(Source data begins)

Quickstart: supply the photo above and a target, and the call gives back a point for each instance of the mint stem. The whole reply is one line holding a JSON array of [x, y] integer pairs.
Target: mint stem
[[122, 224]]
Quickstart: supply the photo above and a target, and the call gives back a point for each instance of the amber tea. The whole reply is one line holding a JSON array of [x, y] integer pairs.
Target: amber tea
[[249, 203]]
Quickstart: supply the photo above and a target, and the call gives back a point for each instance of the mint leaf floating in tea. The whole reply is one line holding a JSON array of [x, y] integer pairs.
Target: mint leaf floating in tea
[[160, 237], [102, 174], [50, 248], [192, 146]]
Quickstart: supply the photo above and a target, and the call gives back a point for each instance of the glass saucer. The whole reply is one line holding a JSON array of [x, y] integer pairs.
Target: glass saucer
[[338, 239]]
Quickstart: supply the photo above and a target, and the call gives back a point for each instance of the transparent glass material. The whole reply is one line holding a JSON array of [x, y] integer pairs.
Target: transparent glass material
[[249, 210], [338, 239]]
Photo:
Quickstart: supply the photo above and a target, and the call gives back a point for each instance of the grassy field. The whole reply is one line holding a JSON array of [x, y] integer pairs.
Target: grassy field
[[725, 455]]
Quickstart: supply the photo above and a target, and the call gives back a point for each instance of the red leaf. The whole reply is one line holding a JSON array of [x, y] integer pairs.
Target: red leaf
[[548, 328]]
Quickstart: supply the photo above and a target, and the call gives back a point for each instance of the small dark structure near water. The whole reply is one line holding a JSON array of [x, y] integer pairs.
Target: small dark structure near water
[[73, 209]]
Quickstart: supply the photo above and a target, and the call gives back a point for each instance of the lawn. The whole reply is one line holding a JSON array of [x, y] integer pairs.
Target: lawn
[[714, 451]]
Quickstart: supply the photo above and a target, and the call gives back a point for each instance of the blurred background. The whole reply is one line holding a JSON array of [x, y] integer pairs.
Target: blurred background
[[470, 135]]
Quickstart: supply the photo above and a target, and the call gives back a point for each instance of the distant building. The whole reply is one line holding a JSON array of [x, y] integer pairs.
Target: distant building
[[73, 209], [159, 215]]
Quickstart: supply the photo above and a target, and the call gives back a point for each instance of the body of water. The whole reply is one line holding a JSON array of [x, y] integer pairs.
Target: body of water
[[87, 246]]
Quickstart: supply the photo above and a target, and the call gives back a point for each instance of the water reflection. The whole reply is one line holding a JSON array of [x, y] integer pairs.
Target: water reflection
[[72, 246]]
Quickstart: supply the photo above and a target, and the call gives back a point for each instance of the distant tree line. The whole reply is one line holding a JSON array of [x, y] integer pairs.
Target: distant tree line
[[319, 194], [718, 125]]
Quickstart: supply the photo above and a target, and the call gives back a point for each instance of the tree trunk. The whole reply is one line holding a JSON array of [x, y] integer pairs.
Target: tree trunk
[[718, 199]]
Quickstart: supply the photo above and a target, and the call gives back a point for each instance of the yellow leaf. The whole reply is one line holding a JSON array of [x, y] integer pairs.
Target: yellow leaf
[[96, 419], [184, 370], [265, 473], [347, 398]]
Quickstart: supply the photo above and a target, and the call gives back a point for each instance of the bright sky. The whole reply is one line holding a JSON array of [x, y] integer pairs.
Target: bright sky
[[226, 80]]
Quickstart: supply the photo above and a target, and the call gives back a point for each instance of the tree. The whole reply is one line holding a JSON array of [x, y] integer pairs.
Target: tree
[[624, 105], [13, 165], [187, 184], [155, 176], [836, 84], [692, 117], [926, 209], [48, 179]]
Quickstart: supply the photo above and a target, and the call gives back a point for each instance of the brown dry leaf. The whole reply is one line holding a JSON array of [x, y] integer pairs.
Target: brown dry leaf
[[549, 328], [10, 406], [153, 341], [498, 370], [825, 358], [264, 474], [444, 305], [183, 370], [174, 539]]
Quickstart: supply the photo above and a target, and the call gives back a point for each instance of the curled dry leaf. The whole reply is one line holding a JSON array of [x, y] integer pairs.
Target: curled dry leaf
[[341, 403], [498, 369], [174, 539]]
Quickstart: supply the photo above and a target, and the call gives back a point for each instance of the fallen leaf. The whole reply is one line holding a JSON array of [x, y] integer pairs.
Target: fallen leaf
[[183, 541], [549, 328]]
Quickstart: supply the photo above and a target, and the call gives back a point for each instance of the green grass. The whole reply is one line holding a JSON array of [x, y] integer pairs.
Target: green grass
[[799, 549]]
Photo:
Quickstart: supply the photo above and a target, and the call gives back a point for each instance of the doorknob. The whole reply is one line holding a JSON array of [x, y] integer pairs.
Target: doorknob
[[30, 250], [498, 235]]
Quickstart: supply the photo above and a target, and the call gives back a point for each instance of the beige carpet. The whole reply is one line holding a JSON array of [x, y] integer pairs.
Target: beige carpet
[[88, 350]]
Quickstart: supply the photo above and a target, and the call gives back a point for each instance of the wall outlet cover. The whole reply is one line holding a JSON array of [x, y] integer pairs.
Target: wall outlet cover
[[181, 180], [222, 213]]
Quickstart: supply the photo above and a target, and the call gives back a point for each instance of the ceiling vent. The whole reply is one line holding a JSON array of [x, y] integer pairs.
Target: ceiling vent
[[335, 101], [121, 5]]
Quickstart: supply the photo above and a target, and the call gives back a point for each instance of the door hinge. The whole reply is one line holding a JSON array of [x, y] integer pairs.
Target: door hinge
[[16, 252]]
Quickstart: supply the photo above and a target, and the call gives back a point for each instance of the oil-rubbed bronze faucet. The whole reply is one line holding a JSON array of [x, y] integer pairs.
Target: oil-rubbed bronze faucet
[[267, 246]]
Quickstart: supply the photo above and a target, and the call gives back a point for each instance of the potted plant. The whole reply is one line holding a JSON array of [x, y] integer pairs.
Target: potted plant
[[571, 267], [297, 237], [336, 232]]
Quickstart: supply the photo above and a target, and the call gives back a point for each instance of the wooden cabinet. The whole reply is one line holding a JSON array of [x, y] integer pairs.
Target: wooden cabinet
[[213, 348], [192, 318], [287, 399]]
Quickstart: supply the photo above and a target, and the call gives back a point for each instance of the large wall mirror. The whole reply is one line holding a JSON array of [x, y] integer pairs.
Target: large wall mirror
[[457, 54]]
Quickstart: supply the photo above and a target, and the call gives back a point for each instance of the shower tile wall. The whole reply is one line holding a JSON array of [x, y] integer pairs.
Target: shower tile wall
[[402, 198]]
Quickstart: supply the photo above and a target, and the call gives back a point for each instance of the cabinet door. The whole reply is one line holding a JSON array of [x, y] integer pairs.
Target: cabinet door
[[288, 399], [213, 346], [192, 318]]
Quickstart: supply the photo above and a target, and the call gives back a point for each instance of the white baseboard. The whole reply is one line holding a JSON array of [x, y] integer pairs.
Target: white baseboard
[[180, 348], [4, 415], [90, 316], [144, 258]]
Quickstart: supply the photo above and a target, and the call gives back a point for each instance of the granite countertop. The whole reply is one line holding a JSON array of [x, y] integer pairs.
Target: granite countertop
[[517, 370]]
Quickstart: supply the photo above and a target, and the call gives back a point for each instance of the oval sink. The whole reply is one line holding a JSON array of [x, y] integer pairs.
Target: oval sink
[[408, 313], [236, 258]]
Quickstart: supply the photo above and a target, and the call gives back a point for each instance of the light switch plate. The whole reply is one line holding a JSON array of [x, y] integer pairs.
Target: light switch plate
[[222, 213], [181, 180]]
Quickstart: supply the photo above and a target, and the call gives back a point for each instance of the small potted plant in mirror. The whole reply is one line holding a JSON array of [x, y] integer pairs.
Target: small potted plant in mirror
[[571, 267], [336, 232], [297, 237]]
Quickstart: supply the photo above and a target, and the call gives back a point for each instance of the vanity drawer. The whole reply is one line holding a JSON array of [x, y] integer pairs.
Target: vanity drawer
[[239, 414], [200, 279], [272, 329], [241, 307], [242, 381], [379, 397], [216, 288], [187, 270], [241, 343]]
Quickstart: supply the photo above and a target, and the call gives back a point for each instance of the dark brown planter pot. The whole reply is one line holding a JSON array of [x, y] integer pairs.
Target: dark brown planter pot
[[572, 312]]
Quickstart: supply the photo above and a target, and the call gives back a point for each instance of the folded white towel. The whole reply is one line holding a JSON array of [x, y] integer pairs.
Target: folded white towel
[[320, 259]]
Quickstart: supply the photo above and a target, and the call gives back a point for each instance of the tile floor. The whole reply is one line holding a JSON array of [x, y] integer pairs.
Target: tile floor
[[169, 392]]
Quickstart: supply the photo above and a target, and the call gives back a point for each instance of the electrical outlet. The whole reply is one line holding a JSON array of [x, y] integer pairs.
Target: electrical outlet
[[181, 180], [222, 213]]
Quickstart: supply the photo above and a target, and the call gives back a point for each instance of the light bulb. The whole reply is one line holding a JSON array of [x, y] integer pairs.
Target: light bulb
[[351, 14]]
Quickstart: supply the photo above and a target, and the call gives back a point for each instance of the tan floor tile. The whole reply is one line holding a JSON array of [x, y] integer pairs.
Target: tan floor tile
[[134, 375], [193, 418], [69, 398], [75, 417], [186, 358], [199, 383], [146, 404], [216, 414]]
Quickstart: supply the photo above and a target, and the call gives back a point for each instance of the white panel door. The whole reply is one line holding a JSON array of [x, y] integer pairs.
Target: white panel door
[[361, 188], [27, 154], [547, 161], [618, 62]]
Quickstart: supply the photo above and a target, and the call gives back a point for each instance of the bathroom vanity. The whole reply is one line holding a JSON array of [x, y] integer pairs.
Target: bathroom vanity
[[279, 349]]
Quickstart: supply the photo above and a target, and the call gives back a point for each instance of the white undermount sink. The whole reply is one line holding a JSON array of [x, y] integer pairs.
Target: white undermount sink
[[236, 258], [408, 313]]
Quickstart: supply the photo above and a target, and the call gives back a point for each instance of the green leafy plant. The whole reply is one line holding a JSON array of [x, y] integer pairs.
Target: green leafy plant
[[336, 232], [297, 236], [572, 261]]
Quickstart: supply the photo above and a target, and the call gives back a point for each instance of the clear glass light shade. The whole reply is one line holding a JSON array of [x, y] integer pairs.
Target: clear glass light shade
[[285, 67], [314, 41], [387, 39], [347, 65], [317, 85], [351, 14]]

(Source data ends)

● **What is expected**: Using the data above, transcribe the lines that run from the line with "Target: light switch plate" to the line with "of the dark", both ends kept, and output nothing else.

● **Response for this exercise**:
Target: light switch plate
[[222, 213], [181, 180]]
Quickstart: supply the photo above and a target, and the call gives back a point for each instance of the small potted plant in mirror. The whole reply is one line holding a JSON array of [x, y] integer pairs.
Target: small potted plant in mirror
[[571, 267], [336, 232], [297, 237]]
Quickstart: supply the photo above and a target, and the call gives back a point for each instance of the vanity drawer. The whole reply is one line holding a JSON array of [x, y] integer pairs.
Target: vanity drawer
[[239, 414], [200, 279], [272, 329], [241, 307], [242, 381], [379, 397], [216, 288], [187, 270], [241, 343]]
Quickstart: supply the photo above and a target, and the call gives back a point for each instance of the dark brown planter pot. The whole reply is one line holding a JSON array of [x, y] integer pairs.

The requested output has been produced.